DIRECTIONS: Pick up the text on cost of capital below where it stops, and continue it.

EXERCISE TEXT:
________________________________________

Classification of Cost of Capital

  1. Explicit cost of capital: It is the cost of capital in which firm’s cash outflow is oriented towards utilization of capital which is evident, such as payment of dividend to the shareholders, interest to the debenture holders, etc.
  2. Implicit cost of capital: It does not involve any cash outflow, but it denotes the opportunity foregone while opting for another alternative opportunity.

To cover the cost of raising funds from the market, cost of capital must be obtained. It helps in assessing firm’s new projects because it is the minimum return expected by the shareholders, lenders and debtholders for supplying capital to the business, as a consideration for their share in the total capital. Hence, it establishes a benchmark, which must be met out by the project.

However, if a firm is incapable of reaping the expected rate of return, the value of shares in the market will tend to decline, which will lead to the reduction in the wealth of the shareholders as a whole.

Importance of Cost of Capital

  • It helps in evaluating the investment options, by converting the future cash flows of the investment avenues into present value by discounting it.
  • It is helpful in capital budgeting decisions regarding the sources of finance used by the company.
  • It is vital in designing the optimal capital structure of the firm, wherein the firm’s value is maximum, and the cost of capital is minimum.
  • It can also be used to appraise the performance of specific projects by comparing the performance against the cost of capital.
  • It is useful in framing optimum credit policy, i.e. at the time of deciding credit period to be allowed to the customers or debtors, it should be compared with the cost of allowing credit period.

________________________________________

RAW DATA:
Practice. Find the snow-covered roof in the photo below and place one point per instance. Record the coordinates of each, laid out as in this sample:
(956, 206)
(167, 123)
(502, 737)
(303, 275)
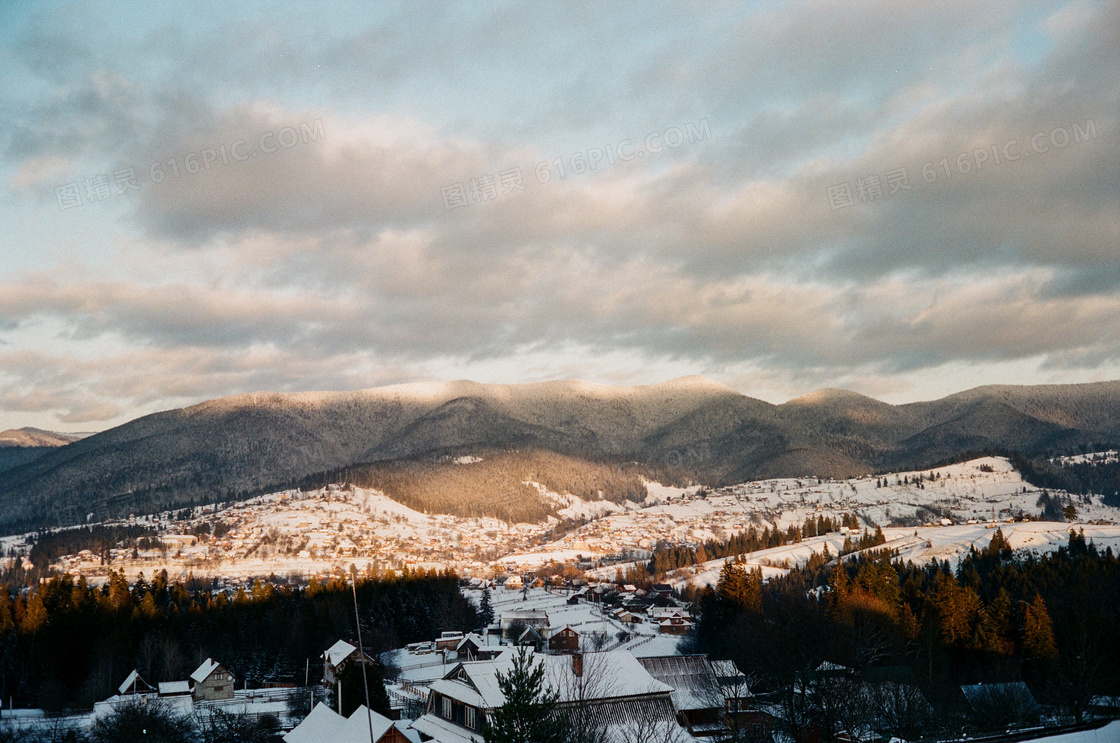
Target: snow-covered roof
(477, 639)
(338, 652)
(692, 678)
(325, 724)
(616, 672)
(167, 688)
(438, 730)
(133, 678)
(203, 671)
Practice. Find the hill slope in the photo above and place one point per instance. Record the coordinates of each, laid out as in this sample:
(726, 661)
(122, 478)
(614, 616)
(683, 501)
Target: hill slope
(21, 445)
(684, 429)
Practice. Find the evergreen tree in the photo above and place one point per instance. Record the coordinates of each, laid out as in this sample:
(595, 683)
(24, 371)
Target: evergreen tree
(485, 609)
(526, 715)
(1038, 631)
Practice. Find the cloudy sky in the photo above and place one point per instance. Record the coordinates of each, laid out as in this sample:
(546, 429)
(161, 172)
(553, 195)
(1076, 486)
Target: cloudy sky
(905, 200)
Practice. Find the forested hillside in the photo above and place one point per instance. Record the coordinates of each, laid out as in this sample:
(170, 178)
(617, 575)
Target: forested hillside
(66, 644)
(896, 641)
(399, 438)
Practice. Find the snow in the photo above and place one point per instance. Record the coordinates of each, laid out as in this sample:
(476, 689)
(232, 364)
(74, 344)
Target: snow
(338, 652)
(467, 460)
(204, 670)
(1109, 733)
(324, 724)
(325, 531)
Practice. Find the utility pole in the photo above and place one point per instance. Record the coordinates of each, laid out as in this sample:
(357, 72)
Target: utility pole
(361, 651)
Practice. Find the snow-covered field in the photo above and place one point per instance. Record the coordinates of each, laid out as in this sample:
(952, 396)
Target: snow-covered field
(333, 528)
(920, 545)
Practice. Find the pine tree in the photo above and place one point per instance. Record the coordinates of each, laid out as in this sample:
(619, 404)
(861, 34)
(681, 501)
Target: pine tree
(485, 609)
(526, 715)
(1038, 631)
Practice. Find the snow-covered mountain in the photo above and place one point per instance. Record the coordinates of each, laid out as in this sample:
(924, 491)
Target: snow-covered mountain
(690, 428)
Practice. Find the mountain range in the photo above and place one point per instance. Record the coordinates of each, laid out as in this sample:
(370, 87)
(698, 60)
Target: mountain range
(690, 428)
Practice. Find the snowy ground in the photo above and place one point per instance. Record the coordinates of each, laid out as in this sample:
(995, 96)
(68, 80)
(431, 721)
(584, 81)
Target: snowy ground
(586, 619)
(920, 545)
(328, 530)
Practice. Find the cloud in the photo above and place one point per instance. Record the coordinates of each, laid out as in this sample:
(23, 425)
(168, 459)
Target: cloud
(722, 254)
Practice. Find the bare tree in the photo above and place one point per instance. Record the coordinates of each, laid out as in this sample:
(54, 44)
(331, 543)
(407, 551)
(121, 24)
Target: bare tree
(649, 730)
(902, 711)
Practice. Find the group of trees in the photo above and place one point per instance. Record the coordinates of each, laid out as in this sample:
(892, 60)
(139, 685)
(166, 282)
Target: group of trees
(494, 486)
(65, 643)
(1099, 475)
(905, 638)
(671, 557)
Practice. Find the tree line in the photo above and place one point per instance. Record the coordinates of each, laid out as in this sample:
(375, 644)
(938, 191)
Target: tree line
(834, 642)
(66, 644)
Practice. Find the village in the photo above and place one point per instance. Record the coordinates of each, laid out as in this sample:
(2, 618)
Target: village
(616, 656)
(298, 535)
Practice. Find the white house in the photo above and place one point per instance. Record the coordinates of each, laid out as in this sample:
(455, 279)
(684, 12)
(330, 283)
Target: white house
(608, 689)
(324, 725)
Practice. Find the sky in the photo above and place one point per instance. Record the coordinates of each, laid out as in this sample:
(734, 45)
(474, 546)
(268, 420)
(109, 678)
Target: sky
(902, 200)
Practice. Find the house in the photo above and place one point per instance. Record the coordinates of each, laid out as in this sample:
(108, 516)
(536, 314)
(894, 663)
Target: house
(744, 713)
(336, 658)
(514, 621)
(530, 638)
(565, 640)
(448, 641)
(212, 681)
(474, 647)
(997, 706)
(617, 694)
(326, 725)
(697, 694)
(175, 688)
(674, 624)
(658, 613)
(134, 685)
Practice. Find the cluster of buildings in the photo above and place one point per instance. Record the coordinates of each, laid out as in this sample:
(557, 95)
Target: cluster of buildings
(211, 687)
(622, 697)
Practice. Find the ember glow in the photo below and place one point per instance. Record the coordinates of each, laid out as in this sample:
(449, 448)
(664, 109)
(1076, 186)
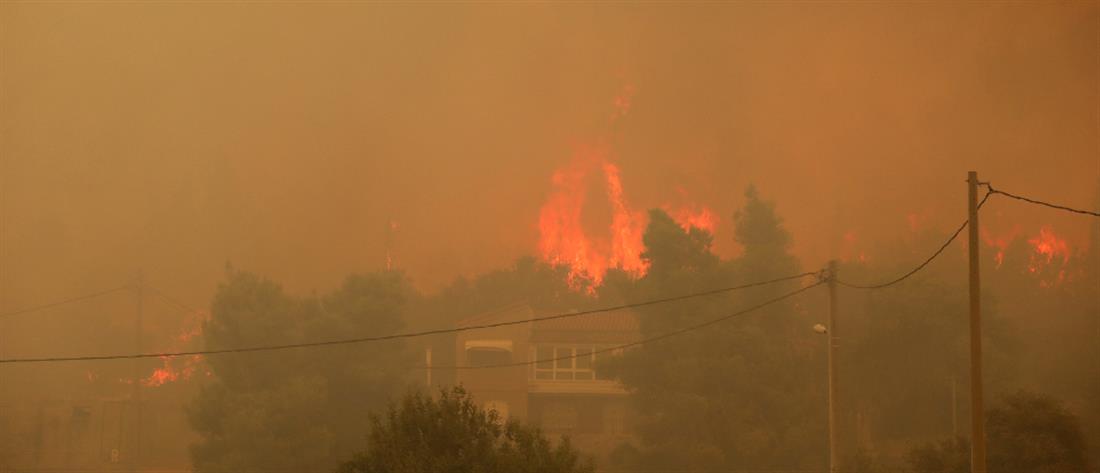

________________________________________

EXERCISE RESPONSE:
Cost of capital is also termed as cut-off rate, the minimum rate of return, or hurdle rate.

Cost of Capital and Equity Financing

The cost of equity is more complicated, since the rate of return demanded by equity investors is not as clearly defined as it is by lenders. Theoretically, the cost of equity is approximated by the capital asset pricing model

(CAPM) = risk-free rate + (company’s beta x risk premium)

The firm’s overall cost of capital is based on the weighted average of these costs. For example, consider an enterprise with a capital structure consisting of 70% equity and 30% debt; its cost of equity is 10% and after-tax cost of debt is 7%. Therefore, its WACC would be (0.7 x 10%) + (0.3 x 7%) = 9.1%. This is the cost of capital that would be used to discount future cash flows from potential projects and other opportunities to estimate their net present value (NPV) and ability to generate value.

Companies strive to attain the optimal financing mix based on the cost of capital for various funding sources. Debt financing has the advantage of being more tax efficient than equity financing, since interest expenses are tax deductible and dividends on common shares are paid with after-tax dollars. However, too much debt can result in dangerously high leverage, resulting in higher interest rates sought by lenders to offset the higher default risk.

Cost of Capital Examples

Every industry has its own prevailing cost of capital. For some companies, the cost of capital is lower than their discount rate. Some finance departments may lower their discount rate to attract capital or raise it incrementally to build in a cushion depending on how much risk they are comfortable with.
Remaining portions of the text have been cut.